> **AUFGABENSTELLUNG**
1. Prüfen Sie, ob die folgenden Aussagen mit dem Text über den Nobelpreis übereinstimmen. Antworten Sie jeweils mit Ja oder Nein und zitieren Sie die ausschlaggebende Textstelle wörtlich: (a) Der Nobelpreis wird seit 1901 jährlich vergeben. (b) Der Preis für Wirtschaftswissenschaften ist geringer dotiert als die Nobelpreise. (c) Der Preis für Wirtschaftswissenschaften geht auf Nobels Testament zurück.
2. Führen Sie den Text über den Nobelpreis im Anschluss an seinen letzten Satz fort.

> **SEITENAUSZUG**
◇ ◇ ◇ ◇ ◇ ◇ ◇

Der Nobelpreis ist eine vom schwedischen Erfinder Alfred Nobel gestiftete Auszeichnung, die seit 1901 jährlich vergeben wird. Mit seinem Testament gründete Nobel eine Stiftung, deren Zinsgewinne „als Preis denen zugeteilt werden, die im verflossenen Jahr der Menschheit den größten Nutzen geleistet haben“. Das Geld wurde in gleichen Teilen für die Gebiete der Physik, Chemie, Medizin, Literatur und Friedensbemühungen verteilt. Heute gilt der Nobelpreis als höchste Auszeichnung in den jeweiligen Fachrichtungen und wird am 10. Dezember, dem Todestag des Stifters, in Stockholm verliehen.
In Erinnerung an Alfred Nobel stiftet die schwedische Reichsbank seit 1968 den Preis für Wirtschaftswissenschaften. Er wird gemeinsam mit den Nobelpreisen vergeben, ist mit der gleichen Summe dotiert und wird nach ähnlich Kriterien vergeben. Dadurch wird er oft als Wirtschaftsnobelpreis bezeichnet und auf gleichem Level mit den anderen Auszeichnungen wahrgenommen.

◇ ◇ ◇ ◇ ◇ ◇ ◇

> **Daten zur Punktlokalisierung**
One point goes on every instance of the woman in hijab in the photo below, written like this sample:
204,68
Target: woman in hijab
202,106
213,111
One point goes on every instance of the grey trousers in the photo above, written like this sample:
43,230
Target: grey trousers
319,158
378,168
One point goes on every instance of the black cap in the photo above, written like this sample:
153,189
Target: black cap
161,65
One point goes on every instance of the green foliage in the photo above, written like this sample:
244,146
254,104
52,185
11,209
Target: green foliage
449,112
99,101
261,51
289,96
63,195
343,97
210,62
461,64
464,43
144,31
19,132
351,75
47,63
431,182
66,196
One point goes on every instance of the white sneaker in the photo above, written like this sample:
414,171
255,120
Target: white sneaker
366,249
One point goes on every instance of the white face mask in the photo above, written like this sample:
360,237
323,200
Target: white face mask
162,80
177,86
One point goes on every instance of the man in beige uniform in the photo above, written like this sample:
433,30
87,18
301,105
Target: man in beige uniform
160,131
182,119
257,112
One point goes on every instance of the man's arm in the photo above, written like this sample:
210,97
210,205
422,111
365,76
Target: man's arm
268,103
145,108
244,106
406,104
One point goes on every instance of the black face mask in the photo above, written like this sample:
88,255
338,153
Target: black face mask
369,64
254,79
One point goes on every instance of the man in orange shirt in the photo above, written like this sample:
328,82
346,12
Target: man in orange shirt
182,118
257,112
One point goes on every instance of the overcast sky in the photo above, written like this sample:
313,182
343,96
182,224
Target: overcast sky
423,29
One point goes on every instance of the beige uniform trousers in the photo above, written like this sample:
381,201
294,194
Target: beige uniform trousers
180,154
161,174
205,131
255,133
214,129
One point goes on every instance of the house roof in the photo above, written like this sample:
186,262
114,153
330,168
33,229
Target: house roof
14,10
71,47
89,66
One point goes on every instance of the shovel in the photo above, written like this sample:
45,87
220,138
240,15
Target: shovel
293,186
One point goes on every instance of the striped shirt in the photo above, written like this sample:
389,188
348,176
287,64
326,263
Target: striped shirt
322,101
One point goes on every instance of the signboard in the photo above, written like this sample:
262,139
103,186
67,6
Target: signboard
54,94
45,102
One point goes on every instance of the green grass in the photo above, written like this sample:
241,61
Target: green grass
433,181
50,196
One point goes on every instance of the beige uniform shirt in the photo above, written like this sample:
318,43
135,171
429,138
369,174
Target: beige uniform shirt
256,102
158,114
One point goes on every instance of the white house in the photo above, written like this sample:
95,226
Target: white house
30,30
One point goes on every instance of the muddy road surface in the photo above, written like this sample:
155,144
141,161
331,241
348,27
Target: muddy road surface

◇ ◇ ◇ ◇ ◇ ◇ ◇

> **LÖSUNGEN**
1.
(a) Ja: „die seit 1901 jährlich vergeben wird“
(b) Nein: „ist mit der gleichen Summe dotiert“
(c) Nein: „In Erinnerung an Alfred Nobel stiftet die schwedische Reichsbank seit 1968 den Preis für Wirtschaftswissenschaften.“

2.
Alfred Bernhard Nobel wurde am 21. Oktober 1833 als Sohn des Architekten und Baumeisters Immanuel Nobel in Stockholm geboren. Nach einer Kindheit in Armen Verhältnissen holte ihn sein Vater nach St. Petersburg, wo er einen florierende Firma aufgebaut hatte und seinem Sohn so eine erstklassige Schulbildung ermöglichen konnte. Nach einer Studienreise durch Europa wurde er im väterlichen Betrieb angestellt, bis dieser 1856 Konkurs anmelden musste. Nobel widmete sich danach der Forschung. 1860 konnte ein sein erstes Patent anmelden; 1867 ließ er sich das Dynamit patentieren. 1875 folge die verbesserte Spreng-Gelantine. Auf dem Höhepunkt seiner Arbeit besaß Nobel über 90 Sprengstofffabriken auf fünf Kontinenten.
1890 ließ sich Nobel in San Remo Nieder, wo er fünf Jahre sein berühmtes Testament unterschrieb und so den Grundstein für den Nobelpreis legte. Nobel starb am 10. Dezember 1896 in San Remo. Erst an seinem Todestag im Jahr 1901 konnte der Preis das erste Mal verliehen werden, nachdem ein Rechtsstreit mit der Familie überwunden war, die sich um ihr Erbe geprellt fühlte.
Der Wirtschaftsnobelpreis wurde in den letzten Jahren besonders häufig an amerikanische Wissenschaftler vergeben. Warum werden die Arbeiten europäischer Forscher so wenig gewürdigt?
Professor Dr. Marcel Tyrell: Amerikanische beziehungsweise an amerikanischen Universitäten lehrende Wirtschaftswissenschaftler haben sowohl die Theorieentwicklung als auch die ökonometrische Forschung in den Wirtschaftswissenschaften in den letzten 40 Jahren maßgeblich geprägt. Deshalb werden mit dem Nobelpreis für Wirtschaftswissenschaften, der ja erst im Jahre 1969 das erste Mal vergeben wurde, überwiegend amerikanischen Wissenschaftler gewürdigt.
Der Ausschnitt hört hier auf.